### WHAT YOU SHOULD DO
Reproduce the material below word for word, keeping every line in its original order and form.

+++ MATERIAL TO PROCESS

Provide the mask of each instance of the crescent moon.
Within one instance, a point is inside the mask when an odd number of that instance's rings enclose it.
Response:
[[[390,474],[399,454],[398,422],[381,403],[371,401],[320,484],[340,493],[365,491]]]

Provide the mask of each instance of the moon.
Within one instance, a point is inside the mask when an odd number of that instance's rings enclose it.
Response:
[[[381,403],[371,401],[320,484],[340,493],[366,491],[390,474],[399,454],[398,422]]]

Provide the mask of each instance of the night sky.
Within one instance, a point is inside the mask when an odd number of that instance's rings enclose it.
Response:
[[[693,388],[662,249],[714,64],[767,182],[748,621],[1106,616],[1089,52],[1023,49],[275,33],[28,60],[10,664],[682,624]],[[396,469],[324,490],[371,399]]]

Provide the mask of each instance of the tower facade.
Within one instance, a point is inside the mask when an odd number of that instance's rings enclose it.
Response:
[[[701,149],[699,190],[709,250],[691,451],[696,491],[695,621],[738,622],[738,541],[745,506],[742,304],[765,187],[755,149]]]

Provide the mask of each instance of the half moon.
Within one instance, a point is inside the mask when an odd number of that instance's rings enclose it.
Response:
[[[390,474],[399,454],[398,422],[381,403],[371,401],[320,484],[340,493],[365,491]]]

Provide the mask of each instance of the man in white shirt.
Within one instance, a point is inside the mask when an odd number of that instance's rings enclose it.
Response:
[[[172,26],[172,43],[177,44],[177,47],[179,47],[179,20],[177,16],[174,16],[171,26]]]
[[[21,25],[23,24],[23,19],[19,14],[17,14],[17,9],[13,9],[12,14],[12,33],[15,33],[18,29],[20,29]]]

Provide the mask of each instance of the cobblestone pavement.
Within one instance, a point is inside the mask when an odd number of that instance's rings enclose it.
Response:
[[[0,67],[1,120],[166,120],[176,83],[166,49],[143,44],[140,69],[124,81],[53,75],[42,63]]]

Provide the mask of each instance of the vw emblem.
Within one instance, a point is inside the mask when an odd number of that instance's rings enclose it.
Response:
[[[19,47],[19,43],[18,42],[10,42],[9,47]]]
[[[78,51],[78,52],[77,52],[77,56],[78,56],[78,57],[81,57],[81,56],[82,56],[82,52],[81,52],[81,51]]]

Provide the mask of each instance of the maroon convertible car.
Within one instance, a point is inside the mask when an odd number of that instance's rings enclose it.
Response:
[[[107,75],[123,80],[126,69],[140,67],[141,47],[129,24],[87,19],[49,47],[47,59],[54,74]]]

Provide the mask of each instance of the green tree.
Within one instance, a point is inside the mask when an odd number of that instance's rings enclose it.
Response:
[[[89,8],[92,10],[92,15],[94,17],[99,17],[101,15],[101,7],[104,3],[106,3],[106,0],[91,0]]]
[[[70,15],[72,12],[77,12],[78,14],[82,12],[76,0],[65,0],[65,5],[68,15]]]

++++++

### RESPONSE
Provide the mask of each instance of the crescent moon.
Within one instance, a point is inside the mask when an odd number of that instance's rings enclose it.
Response:
[[[390,474],[399,454],[398,422],[381,403],[371,401],[320,484],[340,493],[365,491]]]

Provide the mask of each instance of the moon.
Within one instance, a point is inside the mask when an odd number of that instance's rings enclose it.
Response:
[[[381,403],[371,401],[320,484],[340,493],[366,491],[390,474],[399,454],[398,422]]]

Provide the mask of each instance of the night sky.
Within one instance, a point is inside the mask when an odd number of that instance's rings enclose it.
Response:
[[[693,388],[662,249],[714,64],[767,182],[748,621],[1106,616],[1089,52],[1023,49],[275,33],[28,60],[10,664],[682,624]],[[396,469],[324,490],[371,399]]]

Provide the mask of each instance of the tower facade.
Within one instance, a point is inside the mask when an odd number of that instance's rings enclose it.
Response:
[[[701,149],[699,190],[709,250],[691,451],[696,491],[695,621],[738,622],[738,541],[745,506],[742,304],[765,187],[755,149]]]

Provide the mask of each instance of the half moon.
Within one instance, a point is inside the mask when an odd number of that instance's rings enclose it.
Response:
[[[390,474],[399,454],[398,422],[381,403],[371,401],[320,484],[340,493],[365,491]]]

Provide the mask of each instance of the man in white shirt.
Within one instance, a point is inside the mask when an odd number of that instance's rings enclose it.
Response:
[[[172,26],[172,43],[177,44],[177,47],[179,47],[179,20],[177,16],[174,16],[171,26]]]
[[[21,25],[23,24],[23,19],[19,14],[17,14],[17,9],[13,9],[12,14],[12,33],[15,33],[18,29],[20,29]]]

Provide the mask of each instance of the cobblestone pavement.
Within one instance, a point is inside the mask when an odd number of that instance's rings enclose it.
Response:
[[[0,67],[1,120],[166,120],[176,83],[166,49],[143,44],[140,69],[124,81],[53,75],[42,63]]]

Provide the mask of each instance of the vw emblem.
Within one instance, a point is inside the mask when an odd number of that instance's rings enclose it.
Response:
[[[19,47],[19,43],[18,42],[10,42],[9,47]]]
[[[78,51],[78,52],[77,52],[77,56],[78,56],[78,57],[81,57],[81,56],[82,56],[82,52],[81,52],[81,51]]]

Provide the mask of each instance of the maroon convertible car.
Within one instance, a point is inside the mask when an odd number of that instance's rings enclose it.
Response:
[[[107,75],[123,80],[126,69],[140,67],[141,47],[129,24],[87,19],[49,47],[47,59],[54,74]]]

Provide the mask of each instance of the green tree.
Within one instance, a point is inside the mask when an odd number of that instance's rings enclose it.
Response:
[[[89,8],[92,10],[92,15],[94,17],[99,17],[101,15],[101,7],[104,3],[106,3],[106,0],[91,0]]]
[[[70,15],[72,12],[77,12],[78,14],[82,12],[76,0],[65,0],[65,5],[68,15]]]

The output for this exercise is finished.